=== Working data ===
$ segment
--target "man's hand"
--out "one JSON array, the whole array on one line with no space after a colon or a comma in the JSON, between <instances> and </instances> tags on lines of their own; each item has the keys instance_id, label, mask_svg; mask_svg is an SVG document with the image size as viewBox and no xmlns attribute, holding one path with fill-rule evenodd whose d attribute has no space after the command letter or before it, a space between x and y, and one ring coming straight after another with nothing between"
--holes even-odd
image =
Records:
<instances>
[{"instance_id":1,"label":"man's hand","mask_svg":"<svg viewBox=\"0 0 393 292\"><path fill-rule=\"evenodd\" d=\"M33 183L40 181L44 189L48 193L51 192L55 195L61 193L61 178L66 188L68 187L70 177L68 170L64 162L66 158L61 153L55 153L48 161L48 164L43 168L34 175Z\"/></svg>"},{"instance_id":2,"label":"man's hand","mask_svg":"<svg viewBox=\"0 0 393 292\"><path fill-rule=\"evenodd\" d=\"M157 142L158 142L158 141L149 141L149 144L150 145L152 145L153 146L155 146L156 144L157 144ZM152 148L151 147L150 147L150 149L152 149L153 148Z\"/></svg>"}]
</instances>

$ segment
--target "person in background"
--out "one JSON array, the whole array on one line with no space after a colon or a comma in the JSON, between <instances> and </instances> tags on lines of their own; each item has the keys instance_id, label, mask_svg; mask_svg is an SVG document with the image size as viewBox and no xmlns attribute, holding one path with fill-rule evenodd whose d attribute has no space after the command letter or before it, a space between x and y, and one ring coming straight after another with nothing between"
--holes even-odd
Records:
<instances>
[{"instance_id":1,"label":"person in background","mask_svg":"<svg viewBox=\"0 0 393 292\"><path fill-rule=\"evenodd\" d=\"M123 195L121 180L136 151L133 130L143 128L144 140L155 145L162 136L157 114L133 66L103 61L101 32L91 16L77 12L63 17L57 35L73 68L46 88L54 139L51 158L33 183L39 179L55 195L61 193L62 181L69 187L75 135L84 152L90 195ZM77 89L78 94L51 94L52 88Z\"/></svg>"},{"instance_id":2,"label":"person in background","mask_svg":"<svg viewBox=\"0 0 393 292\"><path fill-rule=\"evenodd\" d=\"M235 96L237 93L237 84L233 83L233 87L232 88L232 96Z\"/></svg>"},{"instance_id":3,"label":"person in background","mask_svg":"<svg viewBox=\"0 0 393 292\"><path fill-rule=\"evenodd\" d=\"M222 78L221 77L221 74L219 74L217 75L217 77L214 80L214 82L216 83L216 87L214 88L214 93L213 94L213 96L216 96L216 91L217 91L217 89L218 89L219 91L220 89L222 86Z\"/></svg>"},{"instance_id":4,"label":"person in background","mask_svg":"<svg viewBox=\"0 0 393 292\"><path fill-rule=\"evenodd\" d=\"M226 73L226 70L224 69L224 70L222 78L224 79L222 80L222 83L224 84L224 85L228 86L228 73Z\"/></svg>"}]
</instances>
===
Set down each entry again, unchanged.

Task response
$ segment
--target "man's hand"
--out "one JSON array, the whole array on one line with no space after a colon or a comma in the JSON, between <instances> and </instances> tags on lines of their own; each item has the keys instance_id, label, mask_svg; mask_svg is an SVG document with the image size as viewBox and no xmlns attribute, holding one path with fill-rule evenodd whose d attribute has no space after the command letter or before it, a space between x and y, and one ring coming straight after another with nothing between"
--holes even-odd
image =
Records:
<instances>
[{"instance_id":1,"label":"man's hand","mask_svg":"<svg viewBox=\"0 0 393 292\"><path fill-rule=\"evenodd\" d=\"M33 183L40 181L44 189L48 193L51 192L55 195L61 193L61 178L66 188L68 187L70 177L68 170L64 162L66 158L61 153L55 153L48 161L48 164L43 168L34 175Z\"/></svg>"},{"instance_id":2,"label":"man's hand","mask_svg":"<svg viewBox=\"0 0 393 292\"><path fill-rule=\"evenodd\" d=\"M157 142L158 142L158 141L149 141L149 144L150 145L152 145L153 146L155 146L156 144L157 144ZM152 148L151 147L150 147L150 149L152 149L153 148Z\"/></svg>"}]
</instances>

$ segment
--target "person in background"
--out "one JSON array, the whole array on one line with no space after a colon or a comma in the JSON, between <instances> and </instances> tags on lines of their own; each item has the keys instance_id, label, mask_svg; mask_svg is an SVG document with the image size as viewBox and no xmlns attribute, holding one path with fill-rule evenodd whose d attribute has no space after the command letter or before it, a space between x and y, and one ring coming straight after another with nothing between"
--holes even-odd
Records:
<instances>
[{"instance_id":1,"label":"person in background","mask_svg":"<svg viewBox=\"0 0 393 292\"><path fill-rule=\"evenodd\" d=\"M123 195L121 180L136 151L133 130L143 128L144 140L155 145L162 136L157 114L133 66L103 61L101 32L91 16L77 12L63 17L57 35L73 68L46 88L54 139L51 158L33 183L39 179L55 195L61 193L62 181L69 187L75 135L84 152L90 195ZM77 89L78 94L51 94L52 88Z\"/></svg>"},{"instance_id":2,"label":"person in background","mask_svg":"<svg viewBox=\"0 0 393 292\"><path fill-rule=\"evenodd\" d=\"M235 96L237 93L237 84L233 83L233 87L232 88L232 96Z\"/></svg>"},{"instance_id":3,"label":"person in background","mask_svg":"<svg viewBox=\"0 0 393 292\"><path fill-rule=\"evenodd\" d=\"M222 78L221 77L221 74L219 74L217 75L217 77L214 80L214 82L216 83L216 87L214 88L214 93L213 94L213 96L216 96L216 91L217 91L217 89L218 89L219 91L220 89L222 86Z\"/></svg>"},{"instance_id":4,"label":"person in background","mask_svg":"<svg viewBox=\"0 0 393 292\"><path fill-rule=\"evenodd\" d=\"M226 73L226 70L224 69L224 70L222 78L224 79L222 80L222 83L224 84L224 85L228 86L228 73Z\"/></svg>"}]
</instances>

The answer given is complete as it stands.